* EXERCISE INSTRUCTIONS *
Return each line of the entries below that contains the string "range", matching its case.

* ITEMS *
####
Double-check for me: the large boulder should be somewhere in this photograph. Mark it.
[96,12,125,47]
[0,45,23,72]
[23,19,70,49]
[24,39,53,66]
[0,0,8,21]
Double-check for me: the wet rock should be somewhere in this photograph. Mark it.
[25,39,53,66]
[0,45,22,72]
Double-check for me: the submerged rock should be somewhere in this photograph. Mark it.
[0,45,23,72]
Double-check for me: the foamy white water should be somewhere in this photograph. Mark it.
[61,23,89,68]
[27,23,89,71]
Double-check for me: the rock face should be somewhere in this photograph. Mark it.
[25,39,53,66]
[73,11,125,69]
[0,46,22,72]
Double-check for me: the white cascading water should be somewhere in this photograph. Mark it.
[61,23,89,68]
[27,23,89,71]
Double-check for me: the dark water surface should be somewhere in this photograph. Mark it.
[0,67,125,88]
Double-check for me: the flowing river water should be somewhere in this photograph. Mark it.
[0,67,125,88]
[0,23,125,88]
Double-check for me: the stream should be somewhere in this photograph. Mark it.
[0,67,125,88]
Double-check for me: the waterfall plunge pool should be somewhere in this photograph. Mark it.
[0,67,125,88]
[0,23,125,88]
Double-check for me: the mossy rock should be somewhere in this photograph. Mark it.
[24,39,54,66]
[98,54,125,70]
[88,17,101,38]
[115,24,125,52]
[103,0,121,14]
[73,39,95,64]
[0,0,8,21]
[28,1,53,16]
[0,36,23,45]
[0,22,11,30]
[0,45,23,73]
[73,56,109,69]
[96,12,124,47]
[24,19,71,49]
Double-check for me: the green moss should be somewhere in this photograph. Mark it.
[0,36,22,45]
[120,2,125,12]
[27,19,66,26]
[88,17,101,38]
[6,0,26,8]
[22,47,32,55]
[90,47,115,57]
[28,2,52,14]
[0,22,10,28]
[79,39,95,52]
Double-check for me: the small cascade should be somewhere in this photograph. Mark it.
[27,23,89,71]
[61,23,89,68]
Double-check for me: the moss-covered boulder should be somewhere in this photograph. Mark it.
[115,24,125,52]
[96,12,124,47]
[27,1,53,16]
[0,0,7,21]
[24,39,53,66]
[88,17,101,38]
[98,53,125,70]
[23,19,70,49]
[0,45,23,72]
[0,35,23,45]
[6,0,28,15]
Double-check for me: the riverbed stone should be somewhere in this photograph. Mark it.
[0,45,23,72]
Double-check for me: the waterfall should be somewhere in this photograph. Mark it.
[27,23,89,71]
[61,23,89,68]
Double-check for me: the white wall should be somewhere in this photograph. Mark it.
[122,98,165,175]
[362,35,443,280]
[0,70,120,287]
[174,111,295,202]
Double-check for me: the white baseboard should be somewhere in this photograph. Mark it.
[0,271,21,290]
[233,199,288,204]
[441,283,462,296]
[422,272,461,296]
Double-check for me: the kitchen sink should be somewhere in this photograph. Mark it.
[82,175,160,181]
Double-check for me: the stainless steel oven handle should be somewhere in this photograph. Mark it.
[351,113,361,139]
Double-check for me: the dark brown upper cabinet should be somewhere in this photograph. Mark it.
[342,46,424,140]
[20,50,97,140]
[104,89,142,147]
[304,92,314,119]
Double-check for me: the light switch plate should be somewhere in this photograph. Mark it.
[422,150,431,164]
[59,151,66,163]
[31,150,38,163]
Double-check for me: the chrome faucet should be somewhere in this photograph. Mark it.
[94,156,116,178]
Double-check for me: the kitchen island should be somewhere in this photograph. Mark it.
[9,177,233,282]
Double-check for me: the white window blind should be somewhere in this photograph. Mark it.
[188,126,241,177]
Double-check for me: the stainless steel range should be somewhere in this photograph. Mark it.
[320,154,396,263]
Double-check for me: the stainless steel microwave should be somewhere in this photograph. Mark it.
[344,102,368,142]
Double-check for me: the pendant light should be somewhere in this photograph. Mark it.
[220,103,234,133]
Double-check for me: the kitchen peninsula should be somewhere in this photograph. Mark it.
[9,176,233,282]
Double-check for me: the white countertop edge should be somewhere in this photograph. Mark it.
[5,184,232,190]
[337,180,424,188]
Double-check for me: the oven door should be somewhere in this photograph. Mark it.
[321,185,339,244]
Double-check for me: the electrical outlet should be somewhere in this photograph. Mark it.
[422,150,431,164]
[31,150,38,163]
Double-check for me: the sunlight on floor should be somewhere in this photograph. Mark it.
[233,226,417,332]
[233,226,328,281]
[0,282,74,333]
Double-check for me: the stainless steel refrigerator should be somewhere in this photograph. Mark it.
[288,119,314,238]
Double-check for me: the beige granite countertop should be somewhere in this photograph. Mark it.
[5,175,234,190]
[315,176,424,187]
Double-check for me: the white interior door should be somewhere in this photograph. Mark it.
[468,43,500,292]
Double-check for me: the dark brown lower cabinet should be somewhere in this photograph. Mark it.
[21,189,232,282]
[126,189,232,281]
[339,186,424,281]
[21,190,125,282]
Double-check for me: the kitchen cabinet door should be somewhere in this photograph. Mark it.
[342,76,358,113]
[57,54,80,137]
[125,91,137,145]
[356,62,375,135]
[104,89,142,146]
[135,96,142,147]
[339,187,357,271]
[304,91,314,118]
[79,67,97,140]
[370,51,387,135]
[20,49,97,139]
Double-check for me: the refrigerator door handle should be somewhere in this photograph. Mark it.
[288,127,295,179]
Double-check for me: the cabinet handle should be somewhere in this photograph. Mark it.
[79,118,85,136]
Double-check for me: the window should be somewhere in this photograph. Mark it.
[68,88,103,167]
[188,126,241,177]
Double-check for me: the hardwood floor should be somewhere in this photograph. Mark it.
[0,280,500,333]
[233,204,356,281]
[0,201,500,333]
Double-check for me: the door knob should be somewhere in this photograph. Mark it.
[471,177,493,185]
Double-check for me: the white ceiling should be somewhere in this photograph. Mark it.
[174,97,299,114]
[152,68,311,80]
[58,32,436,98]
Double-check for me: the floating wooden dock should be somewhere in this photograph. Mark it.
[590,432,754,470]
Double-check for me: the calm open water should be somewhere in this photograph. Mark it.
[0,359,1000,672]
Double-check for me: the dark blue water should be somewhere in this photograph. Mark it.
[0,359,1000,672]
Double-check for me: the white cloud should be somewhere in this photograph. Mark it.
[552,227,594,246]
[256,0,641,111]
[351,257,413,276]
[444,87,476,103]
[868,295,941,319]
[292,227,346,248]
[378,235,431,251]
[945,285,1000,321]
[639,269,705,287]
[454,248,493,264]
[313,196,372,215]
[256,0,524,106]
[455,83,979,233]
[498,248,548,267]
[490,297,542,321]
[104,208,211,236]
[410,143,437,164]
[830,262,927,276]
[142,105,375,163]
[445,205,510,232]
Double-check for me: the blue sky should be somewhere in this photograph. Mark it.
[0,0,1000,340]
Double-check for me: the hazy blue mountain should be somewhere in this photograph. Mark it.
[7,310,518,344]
####
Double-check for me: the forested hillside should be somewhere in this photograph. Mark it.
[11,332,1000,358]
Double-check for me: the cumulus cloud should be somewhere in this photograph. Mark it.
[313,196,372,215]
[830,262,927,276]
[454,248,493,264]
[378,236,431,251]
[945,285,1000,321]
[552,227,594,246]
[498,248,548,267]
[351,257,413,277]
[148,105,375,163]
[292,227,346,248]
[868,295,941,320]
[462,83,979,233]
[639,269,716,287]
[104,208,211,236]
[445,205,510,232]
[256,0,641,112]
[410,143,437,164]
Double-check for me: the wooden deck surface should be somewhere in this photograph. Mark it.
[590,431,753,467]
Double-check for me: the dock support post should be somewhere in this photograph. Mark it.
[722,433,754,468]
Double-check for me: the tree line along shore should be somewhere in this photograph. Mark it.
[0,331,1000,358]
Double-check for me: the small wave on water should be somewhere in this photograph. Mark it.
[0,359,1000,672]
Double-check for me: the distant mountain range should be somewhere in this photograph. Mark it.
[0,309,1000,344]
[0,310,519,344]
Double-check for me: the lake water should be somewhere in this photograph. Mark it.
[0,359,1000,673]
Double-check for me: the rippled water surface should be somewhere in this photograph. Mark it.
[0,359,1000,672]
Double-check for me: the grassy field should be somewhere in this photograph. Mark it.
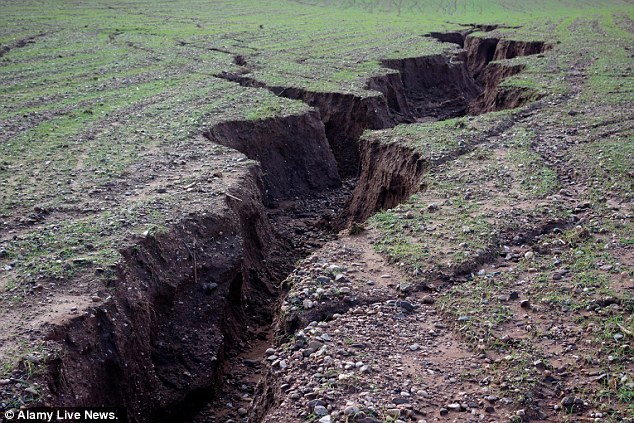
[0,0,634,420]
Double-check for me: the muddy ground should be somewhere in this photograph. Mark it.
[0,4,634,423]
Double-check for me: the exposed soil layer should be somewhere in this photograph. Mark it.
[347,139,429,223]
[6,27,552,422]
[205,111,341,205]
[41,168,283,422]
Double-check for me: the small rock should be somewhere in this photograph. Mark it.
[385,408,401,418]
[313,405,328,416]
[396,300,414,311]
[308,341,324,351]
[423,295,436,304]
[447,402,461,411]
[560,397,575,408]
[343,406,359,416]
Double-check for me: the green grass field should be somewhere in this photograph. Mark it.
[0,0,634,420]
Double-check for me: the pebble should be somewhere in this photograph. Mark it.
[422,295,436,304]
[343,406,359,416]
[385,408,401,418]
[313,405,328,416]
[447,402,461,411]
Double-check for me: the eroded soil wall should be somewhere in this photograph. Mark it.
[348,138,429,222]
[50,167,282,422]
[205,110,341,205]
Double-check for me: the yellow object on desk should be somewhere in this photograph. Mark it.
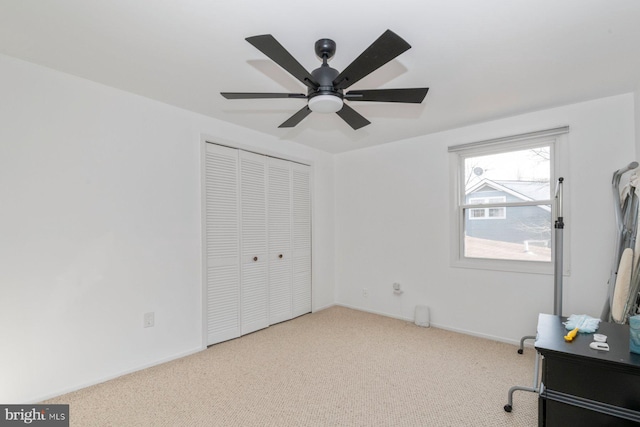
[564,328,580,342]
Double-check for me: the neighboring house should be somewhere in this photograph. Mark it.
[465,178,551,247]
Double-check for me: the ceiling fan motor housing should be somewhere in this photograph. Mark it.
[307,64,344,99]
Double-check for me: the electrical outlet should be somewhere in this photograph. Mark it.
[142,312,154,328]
####
* SOLVED EXERCISE *
Double-check for me: the stainless steel range should be somewhere in this photograph. Mark it.
Double-check for me: the distant mountain range should be somewhere in this photograph. Mark it.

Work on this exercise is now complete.